• [Page excerpt]:
━━━━━━━━━━
When reading about colon and rectal cancer, it can quickly become confusing as to which one is which and what the difference between them is. It becomes even more difficult to understand when you throw colorectal cancer into the mix. So what is the difference between all of these terms? Are there different screening and treatment methods for each of them? You’re about to find out, here is the definitive guide on the differences between colon and rectal cancer.

How to Distinguish Colon Cancer From Rectal Cancer and Vice Versa

Many references make the difference between colon and rectal cancer sound complicated and hard to identify, but in reality, they are quite distinct. Although both diseases share many common factors, there is a primary distinction that can be used to tell them apart. That distinction is the exact location in which the cancer began. If the origin point of the cancer is in the rectum, then it is considered to be rectal cancer and referred to as such. If on the other hand, the point of origin is farther up the large intestine, it will be designated as colon cancer.

It might seem strange to think of it in this way, but it’s important to note that the rectum comprises the last 12 centimeters of the colon. The rectum and the large intestine while separate, are still essentially parts of the same organ. As such, they are very much connected so if cancer starts in the rectum, it will inevitably spread throughout the rest of your colon if it’s not detected on time and properly treated.

So what about colorectal cancer? Is that a type of colon cancer or rectal cancer. Truth be told, it is neither and it is both. Colorectal cancer is a broad term that can be used to refer to both colon and rectal cancer. Although colon and rectal cancer are not the exact same disease, they are still referred to as colorectal cancer as a group.

What Are the Symptoms

Both colon and rectal cancer share several common symptoms that are remarkably similar. If you’re experiencing any of these symptoms, it’s imperative that you tell your Doctor and schedule a thorough screening test like a colonoscopy.

Seeing red, black. Dark-colored spots in your stool are a potential symptom of colon and or rectal cancer. Any of these colors, when present in stool can indicate that there is blood in the stool which is something that you should tell your Doctor about right away.

Constipation, diarrhea, gas, stomach pain are also potential warning signs that you should tell your Doctor about especially when accompanied by fatigue.

Treatment for Colorectal Cancer

When it comes to treating colon cancer versus rectal cancer there are some important differences that are worth noting. Although these types of cancers are similar, the treatment strategy is somewhat unique.

Rectal cancer is considered more dangerous because of its proximity to neighboring organs. To that effect, rectal cancer treatments typically start off with chemotherapy or targeted radiation.

Colon cancer, on the other hand, is generally treated by performing surgery. Although the treatment for colon cancer usually starts with surgery it is often necessary to follow up with chemotherapy to eradicate the disease more thoroughly.
━━━━━━━━━━
Reproduce word for word the part of the guide to colon and rectal cancer that opens with the words containing "What Are the" and closes with "like a colonoscopy.".
━━━━━━━━━━
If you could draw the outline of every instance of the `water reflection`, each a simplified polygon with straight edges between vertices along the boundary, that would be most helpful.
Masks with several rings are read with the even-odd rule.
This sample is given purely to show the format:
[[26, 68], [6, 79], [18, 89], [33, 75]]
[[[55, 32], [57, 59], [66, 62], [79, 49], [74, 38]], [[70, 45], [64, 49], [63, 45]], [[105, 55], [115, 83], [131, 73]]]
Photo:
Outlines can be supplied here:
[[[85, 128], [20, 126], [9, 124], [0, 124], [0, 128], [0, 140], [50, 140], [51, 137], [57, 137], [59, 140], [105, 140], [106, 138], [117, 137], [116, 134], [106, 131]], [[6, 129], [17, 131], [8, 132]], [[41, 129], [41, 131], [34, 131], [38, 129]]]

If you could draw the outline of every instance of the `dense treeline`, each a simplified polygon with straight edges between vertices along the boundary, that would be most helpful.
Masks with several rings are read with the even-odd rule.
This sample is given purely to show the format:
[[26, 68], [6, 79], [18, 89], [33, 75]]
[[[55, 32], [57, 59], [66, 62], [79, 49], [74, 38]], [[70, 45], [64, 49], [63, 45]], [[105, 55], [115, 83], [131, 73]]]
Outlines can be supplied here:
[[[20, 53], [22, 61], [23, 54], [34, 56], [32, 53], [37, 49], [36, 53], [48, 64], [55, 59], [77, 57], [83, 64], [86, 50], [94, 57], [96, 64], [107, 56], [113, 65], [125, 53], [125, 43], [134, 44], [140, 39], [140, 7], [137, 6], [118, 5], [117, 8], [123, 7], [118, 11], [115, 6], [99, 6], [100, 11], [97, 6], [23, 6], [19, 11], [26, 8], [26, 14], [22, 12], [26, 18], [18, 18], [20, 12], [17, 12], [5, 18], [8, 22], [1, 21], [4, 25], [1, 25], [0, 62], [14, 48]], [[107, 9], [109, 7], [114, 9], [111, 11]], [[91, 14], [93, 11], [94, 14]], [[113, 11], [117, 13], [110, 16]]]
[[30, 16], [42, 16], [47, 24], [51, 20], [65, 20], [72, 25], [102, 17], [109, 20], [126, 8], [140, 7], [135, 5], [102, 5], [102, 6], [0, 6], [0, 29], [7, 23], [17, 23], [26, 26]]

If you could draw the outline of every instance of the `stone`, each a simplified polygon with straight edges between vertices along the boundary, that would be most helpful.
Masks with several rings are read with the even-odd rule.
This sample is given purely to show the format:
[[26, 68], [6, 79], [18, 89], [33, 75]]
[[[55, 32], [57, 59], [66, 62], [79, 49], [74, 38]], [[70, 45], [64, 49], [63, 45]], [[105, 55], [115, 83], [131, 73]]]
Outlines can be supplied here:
━━━━━━━━━━
• [Exercise output]:
What Are the Symptoms

Both colon and rectal cancer share several common symptoms that are remarkably similar. If you’re experiencing any of these symptoms, it’s imperative that you tell your Doctor and schedule a thorough screening test like a colonoscopy.